A Platform for Tax Fairness

“Taxes are the price we pay for a civilized society.” This quote by Oliver Wendell Holmes Jr. is the motto of Canadians for Tax Fairness, an organization that “advocates for fair and progressive tax policies aimed at building a strong and sustainable economy, reducing inequalities and funding quality public services.”

The group has released a set of recommendations entitled Platform for Tax Fairness to help parties include tax fairness measures in their election platforms. The document is well worth a read. I found a number of the recommendations particularly appealing. For instance,

• Eliminating the corporate stock option (Read more…) deduction. Among other things, the deduction encourages executives to use corporate funds to engage in stock buybacks. This is precisely what happened in the U.S. with the Trump tax cuts.

• Eliminating the lower tax rate on capital gains. This is one of the country’s major loopholes, and clearly unfair to working people who have to pay taxes on their full incomes.

• Restoring the corporate tax rate to that of a decade ago. It has been cut in half in the last two decades.

• Applying the GST and HST to imports of digital services from foreign internet giants, taxing them for the business they do in Canada, and eliminating the business deductions for advertising expenses on foreign internet platforms.

• Reforming the international tax system by applying “formulary apportionment” i.e. allocating the taxable income of corporations between countries using a formula based on real economic factors, primarily sales and employment payroll expenses. This is a system that has worked well in this country for apportioning taxes between provinces.

• Publishing how much taxes large corporation actually pay in taxes.

This is a small sampling of the proposed platform. Tax Fairness claims that the recommendations would generate over $40-billion annually in additional revenues for the federal government. As the graph at the upper right indicates, federal revenues have shrunk from an average of almost 17 per cent of GDP to less than 15 per cent in this century. That two per cent drop represents $50-billion, enough to fund affordable child care for all, a national universal pharmacare plan, affordable housing and a variety of environmental measures.

* _LISTED ENTRIES_
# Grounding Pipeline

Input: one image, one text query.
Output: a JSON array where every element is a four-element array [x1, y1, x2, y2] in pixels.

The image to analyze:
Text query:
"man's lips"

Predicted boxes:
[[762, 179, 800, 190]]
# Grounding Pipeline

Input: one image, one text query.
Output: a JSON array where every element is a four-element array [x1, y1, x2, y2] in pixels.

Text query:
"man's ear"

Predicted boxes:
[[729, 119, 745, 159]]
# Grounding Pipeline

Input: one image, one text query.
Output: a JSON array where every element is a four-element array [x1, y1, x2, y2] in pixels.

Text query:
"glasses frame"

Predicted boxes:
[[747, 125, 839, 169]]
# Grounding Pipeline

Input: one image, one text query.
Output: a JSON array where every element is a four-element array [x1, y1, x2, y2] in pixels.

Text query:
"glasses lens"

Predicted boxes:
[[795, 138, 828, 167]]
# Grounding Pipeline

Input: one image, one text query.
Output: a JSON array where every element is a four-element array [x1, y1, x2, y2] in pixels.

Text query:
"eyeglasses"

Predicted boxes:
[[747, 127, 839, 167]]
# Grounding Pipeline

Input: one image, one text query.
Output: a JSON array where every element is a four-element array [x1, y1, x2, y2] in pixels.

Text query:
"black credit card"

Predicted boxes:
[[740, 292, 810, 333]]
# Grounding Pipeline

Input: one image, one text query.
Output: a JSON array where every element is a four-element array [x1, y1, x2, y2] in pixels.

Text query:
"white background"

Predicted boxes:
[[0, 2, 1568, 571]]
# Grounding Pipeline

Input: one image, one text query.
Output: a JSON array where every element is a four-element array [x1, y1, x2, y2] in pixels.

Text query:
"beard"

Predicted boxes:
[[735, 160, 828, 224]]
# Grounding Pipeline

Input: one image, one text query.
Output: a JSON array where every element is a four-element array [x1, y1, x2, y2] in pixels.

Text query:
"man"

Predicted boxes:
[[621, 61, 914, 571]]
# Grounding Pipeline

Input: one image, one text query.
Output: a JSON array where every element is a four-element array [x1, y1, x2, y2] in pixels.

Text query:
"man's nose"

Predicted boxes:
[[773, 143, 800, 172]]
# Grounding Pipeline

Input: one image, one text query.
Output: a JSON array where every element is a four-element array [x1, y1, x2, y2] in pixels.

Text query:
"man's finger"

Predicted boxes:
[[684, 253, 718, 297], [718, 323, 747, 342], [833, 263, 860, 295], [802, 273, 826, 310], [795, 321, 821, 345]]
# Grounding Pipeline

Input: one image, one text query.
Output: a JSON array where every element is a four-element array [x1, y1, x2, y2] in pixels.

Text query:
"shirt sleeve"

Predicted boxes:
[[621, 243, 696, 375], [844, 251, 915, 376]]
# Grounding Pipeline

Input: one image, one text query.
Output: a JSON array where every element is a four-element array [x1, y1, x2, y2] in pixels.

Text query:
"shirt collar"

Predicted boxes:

* _INSTRUCTIONS_
1/ Answer these from the tax fairness article:
(a) Whose quote serves as the motto of Canadians for Tax Fairness?
(b) By how much has the corporate tax rate been cut in the last two decades?
(c) How much additional annual federal revenue does Tax Fairness claim the recommendations would generate?
2/ Decide whether each statement agrees with the tax fairness article, and back each yes or no with the deciding words from it:
(a) Formulary apportionment has been used in Canada to divide taxes between provinces.
(b) Federal revenues have grown to more than 17 per cent of GDP in this century.
(c) The platform calls for keeping the lower tax rate on capital gains.
3/ Reproduce everything in the tax fairness article from "The group has" down to "Trump tax cuts.".
The rows have no connection to the tax fairness article.

* _RESPONSES PER TASK_
1/
(a) Oliver Wendell Holmes Jr.
(b) It has been cut in half.
(c) Over $40-billion annually.

2/
(a) Yes: "This is a system that has worked well in this country for apportioning taxes between provinces."
(b) No: "federal revenues have shrunk from an average of almost 17 per cent of GDP to less than 15 per cent in this century."
(c) No: "Eliminating the lower tax rate on capital gains."

3/
The group has released a set of recommendations entitled Platform for Tax Fairness to help parties include tax fairness measures in their election platforms. The document is well worth a read. I found a number of the recommendations particularly appealing. For instance,

• Eliminating the corporate stock option (Read more…) deduction. Among other things, the deduction encourages executives to use corporate funds to engage in stock buybacks. This is precisely what happened in the U.S. with the Trump tax cuts.